Goal:
In the entries below, find the line containing "the tree branch". Copy it and all lines after it, exactly, through the end.

A run of records
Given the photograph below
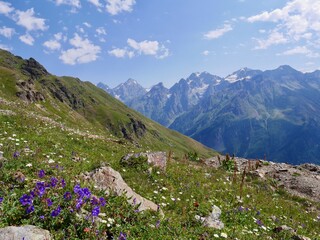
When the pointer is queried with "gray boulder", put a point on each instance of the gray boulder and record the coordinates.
(213, 220)
(158, 159)
(106, 178)
(27, 232)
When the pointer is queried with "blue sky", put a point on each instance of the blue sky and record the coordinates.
(161, 40)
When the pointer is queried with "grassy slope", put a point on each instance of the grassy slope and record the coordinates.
(186, 189)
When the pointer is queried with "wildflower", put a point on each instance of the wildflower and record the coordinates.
(26, 200)
(122, 236)
(102, 202)
(86, 193)
(94, 201)
(16, 154)
(95, 211)
(56, 212)
(67, 196)
(77, 189)
(259, 222)
(30, 209)
(41, 173)
(224, 235)
(158, 224)
(50, 161)
(63, 183)
(40, 188)
(79, 203)
(49, 202)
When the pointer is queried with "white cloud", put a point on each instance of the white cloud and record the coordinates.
(152, 48)
(121, 53)
(297, 21)
(275, 38)
(27, 39)
(96, 3)
(303, 50)
(29, 21)
(88, 25)
(73, 3)
(52, 45)
(218, 32)
(115, 7)
(205, 53)
(5, 8)
(83, 51)
(149, 48)
(7, 32)
(5, 47)
(144, 47)
(101, 31)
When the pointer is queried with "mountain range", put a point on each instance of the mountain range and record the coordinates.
(273, 114)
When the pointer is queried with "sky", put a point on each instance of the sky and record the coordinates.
(155, 41)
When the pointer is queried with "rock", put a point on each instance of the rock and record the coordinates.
(106, 178)
(298, 237)
(283, 228)
(27, 232)
(158, 159)
(213, 220)
(311, 167)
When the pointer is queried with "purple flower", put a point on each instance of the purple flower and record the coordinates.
(49, 202)
(16, 154)
(158, 224)
(86, 192)
(259, 222)
(95, 211)
(79, 203)
(63, 183)
(94, 201)
(102, 202)
(56, 212)
(30, 209)
(41, 174)
(53, 181)
(67, 196)
(26, 200)
(40, 189)
(122, 236)
(77, 189)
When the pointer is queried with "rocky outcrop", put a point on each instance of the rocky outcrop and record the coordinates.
(27, 232)
(108, 179)
(27, 91)
(302, 180)
(157, 159)
(33, 69)
(213, 220)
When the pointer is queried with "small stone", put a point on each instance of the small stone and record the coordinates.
(27, 232)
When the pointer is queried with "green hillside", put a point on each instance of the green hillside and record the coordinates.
(52, 129)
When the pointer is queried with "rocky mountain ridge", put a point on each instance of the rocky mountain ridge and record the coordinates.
(250, 113)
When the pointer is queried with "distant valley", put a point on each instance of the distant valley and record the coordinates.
(272, 114)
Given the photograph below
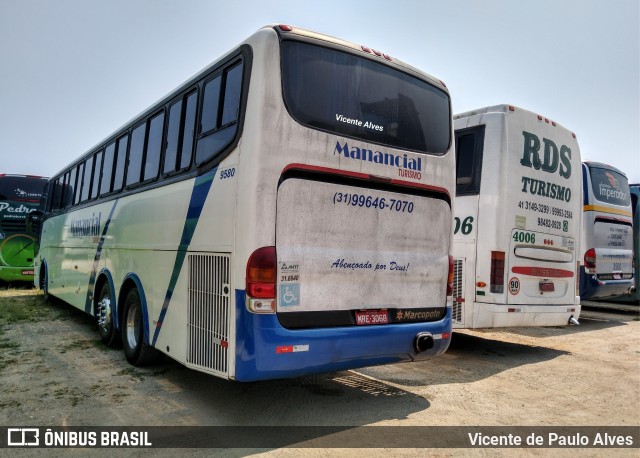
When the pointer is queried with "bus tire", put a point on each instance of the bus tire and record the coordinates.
(105, 317)
(137, 352)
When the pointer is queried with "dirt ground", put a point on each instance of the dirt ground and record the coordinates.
(56, 372)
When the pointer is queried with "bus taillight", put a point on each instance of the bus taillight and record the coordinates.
(450, 277)
(261, 280)
(590, 261)
(497, 272)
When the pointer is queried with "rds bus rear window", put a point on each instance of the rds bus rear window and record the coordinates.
(353, 96)
(610, 187)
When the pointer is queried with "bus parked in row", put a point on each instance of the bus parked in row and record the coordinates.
(633, 295)
(287, 211)
(517, 220)
(20, 195)
(606, 261)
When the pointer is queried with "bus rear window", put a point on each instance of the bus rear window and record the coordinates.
(610, 187)
(353, 96)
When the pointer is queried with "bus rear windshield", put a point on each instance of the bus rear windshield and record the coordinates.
(353, 96)
(610, 187)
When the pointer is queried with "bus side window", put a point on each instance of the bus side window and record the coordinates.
(86, 181)
(97, 171)
(120, 162)
(153, 147)
(180, 133)
(469, 149)
(219, 115)
(76, 199)
(173, 137)
(57, 194)
(72, 187)
(135, 154)
(107, 169)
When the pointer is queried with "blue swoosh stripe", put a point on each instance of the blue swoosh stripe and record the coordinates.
(199, 195)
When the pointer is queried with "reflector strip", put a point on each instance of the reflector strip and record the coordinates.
(602, 209)
(542, 272)
(292, 348)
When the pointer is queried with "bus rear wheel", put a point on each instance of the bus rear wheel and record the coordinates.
(105, 317)
(137, 352)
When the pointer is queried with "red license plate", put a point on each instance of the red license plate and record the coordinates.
(547, 286)
(367, 317)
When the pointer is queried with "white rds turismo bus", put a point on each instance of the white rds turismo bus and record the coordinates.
(517, 223)
(287, 211)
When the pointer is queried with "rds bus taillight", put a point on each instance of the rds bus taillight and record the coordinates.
(590, 261)
(261, 280)
(497, 272)
(450, 277)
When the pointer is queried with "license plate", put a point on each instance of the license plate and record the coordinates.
(367, 317)
(547, 286)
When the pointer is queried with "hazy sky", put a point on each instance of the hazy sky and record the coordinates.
(73, 71)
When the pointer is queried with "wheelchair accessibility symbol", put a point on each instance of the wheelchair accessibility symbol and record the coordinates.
(290, 294)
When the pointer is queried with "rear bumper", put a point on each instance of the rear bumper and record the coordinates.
(592, 288)
(266, 350)
(517, 315)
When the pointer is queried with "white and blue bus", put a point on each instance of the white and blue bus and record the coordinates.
(606, 264)
(517, 220)
(287, 211)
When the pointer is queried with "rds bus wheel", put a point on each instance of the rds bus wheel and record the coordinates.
(137, 352)
(106, 317)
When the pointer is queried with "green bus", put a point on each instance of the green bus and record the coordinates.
(20, 195)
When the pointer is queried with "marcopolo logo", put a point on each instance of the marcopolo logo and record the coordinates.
(408, 167)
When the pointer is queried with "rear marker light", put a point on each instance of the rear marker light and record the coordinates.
(450, 277)
(590, 261)
(261, 280)
(497, 272)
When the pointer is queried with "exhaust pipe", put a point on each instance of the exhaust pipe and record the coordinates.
(423, 342)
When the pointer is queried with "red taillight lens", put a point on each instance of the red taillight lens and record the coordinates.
(577, 278)
(497, 272)
(590, 259)
(261, 273)
(450, 277)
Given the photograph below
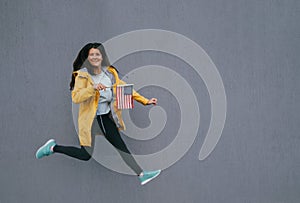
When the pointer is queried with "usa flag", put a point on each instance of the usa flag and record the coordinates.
(124, 96)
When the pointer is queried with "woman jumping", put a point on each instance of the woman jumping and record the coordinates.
(93, 87)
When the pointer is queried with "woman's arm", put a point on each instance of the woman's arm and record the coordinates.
(81, 92)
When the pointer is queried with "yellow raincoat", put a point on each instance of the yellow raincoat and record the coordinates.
(87, 97)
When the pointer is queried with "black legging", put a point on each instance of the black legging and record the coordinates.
(111, 133)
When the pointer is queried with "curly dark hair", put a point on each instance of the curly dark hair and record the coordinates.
(81, 59)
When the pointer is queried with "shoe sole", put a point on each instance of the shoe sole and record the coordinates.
(148, 180)
(51, 140)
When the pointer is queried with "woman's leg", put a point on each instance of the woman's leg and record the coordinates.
(112, 134)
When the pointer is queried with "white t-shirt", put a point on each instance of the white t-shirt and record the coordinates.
(105, 95)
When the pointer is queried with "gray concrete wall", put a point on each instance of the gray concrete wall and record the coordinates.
(255, 46)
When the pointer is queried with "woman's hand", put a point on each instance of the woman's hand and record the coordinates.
(99, 87)
(152, 101)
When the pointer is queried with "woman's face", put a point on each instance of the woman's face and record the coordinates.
(95, 57)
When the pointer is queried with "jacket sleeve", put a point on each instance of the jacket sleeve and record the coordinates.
(136, 96)
(81, 92)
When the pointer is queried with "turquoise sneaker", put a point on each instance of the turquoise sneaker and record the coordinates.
(45, 149)
(148, 176)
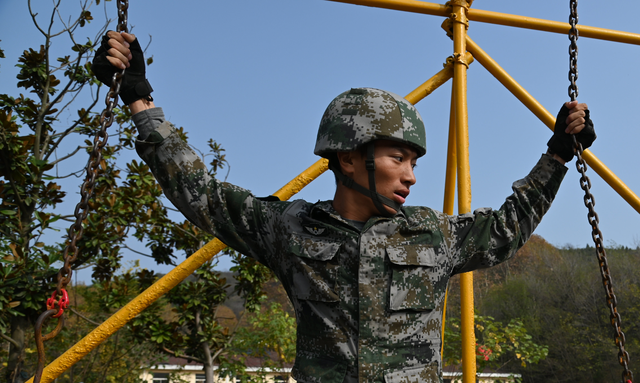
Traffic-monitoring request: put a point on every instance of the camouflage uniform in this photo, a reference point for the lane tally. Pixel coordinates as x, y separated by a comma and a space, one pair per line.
368, 302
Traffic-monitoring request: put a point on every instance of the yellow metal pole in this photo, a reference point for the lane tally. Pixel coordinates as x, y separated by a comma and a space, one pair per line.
436, 81
460, 24
552, 26
186, 268
422, 7
449, 195
549, 120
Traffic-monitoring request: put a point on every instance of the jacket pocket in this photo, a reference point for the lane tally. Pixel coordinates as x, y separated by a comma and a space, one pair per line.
317, 369
411, 288
314, 277
421, 374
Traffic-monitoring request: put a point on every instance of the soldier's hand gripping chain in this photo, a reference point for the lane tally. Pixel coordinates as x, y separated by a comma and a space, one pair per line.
134, 84
561, 143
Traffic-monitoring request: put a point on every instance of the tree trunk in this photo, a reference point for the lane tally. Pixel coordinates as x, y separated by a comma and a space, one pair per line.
19, 328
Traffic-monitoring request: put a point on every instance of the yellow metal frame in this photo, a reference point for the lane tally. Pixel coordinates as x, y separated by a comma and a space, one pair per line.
465, 50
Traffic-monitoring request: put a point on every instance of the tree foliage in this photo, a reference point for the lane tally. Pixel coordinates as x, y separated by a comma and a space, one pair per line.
42, 158
558, 296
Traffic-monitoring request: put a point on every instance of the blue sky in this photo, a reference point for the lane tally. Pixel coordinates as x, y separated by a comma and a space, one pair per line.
257, 75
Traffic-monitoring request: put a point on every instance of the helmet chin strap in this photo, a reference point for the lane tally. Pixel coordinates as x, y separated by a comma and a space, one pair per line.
378, 199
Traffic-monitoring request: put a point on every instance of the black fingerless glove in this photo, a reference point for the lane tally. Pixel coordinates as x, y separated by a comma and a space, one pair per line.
561, 142
134, 84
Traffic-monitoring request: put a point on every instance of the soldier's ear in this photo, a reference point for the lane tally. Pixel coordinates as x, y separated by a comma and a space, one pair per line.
348, 162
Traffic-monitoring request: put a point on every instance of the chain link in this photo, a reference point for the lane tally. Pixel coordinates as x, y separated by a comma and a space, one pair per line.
589, 202
55, 308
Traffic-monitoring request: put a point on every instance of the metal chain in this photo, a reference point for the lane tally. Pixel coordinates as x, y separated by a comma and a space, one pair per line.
55, 307
589, 202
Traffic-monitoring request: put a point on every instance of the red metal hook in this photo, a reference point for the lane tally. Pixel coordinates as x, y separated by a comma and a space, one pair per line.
62, 304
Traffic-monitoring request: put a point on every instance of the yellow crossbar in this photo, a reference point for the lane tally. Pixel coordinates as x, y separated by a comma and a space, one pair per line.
498, 18
549, 120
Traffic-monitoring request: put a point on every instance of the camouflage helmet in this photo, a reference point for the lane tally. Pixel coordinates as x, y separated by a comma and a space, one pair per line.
362, 115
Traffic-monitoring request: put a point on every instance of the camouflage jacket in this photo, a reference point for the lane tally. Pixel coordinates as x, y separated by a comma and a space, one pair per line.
368, 302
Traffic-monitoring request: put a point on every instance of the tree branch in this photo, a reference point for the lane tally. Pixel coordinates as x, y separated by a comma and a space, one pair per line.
137, 252
65, 157
178, 355
75, 124
10, 340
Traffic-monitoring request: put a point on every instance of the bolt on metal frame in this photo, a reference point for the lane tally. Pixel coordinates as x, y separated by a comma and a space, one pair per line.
465, 50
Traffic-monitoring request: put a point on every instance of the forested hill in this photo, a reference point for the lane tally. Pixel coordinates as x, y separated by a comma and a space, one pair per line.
559, 296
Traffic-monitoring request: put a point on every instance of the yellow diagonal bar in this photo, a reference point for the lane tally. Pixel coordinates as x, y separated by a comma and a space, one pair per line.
436, 81
491, 17
186, 268
549, 120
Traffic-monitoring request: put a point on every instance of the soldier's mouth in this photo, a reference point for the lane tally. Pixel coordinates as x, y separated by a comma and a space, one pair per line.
401, 195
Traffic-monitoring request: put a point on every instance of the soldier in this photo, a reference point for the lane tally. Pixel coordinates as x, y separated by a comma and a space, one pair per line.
365, 274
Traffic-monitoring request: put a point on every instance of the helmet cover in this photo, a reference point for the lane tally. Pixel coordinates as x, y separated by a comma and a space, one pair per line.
362, 115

The result:
Traffic-monitoring request: put a point on every instance of the tree branch in this photo, a reference point for the lane tally. Pixel coordinates as x, y separated by a comma and a space, one pair per line.
137, 252
65, 157
178, 355
75, 124
10, 340
Traffic-monitoring request: put a point on every instance of the bolt on metal frame in this photo, a reference point for the lane tally. Pixel coordinates as x, y separated by a comma and a space, one pair per line.
465, 50
Traffic-monitoring request: put a point on every instance of the forested hill in this photo, a reference point for the lane tally. Pixel coordinates as x, y separated by a comma and a space, one pair per line.
559, 296
Traffic-monitoring request: put a point on every instance of the yellow diagonal bar in this photo, a reference point for the lane tally. Pixel coordinates as x, y separated by a comma and a space, one pair per line.
436, 81
491, 17
186, 268
549, 120
Traffic-monitoring request: put a point on every instance of the soldier's mouth in this photo, a reference point for the lane tally. Pixel coordinates as x, y separated by a comma and a space, one pair per line.
401, 195
Traffic-monitoring request: put a point on every instance of the soldier in this photo, a reference point for the lane tally. Pixel coordinates as x, y separated by a comma and a space, one pair per line.
365, 274
Traffic-monitoring request: put a point on every instance of the helmet cover in this photo, a reference point for the lane tally. Pixel coordinates as x, y separated by a comma and a space, one pair per line.
362, 115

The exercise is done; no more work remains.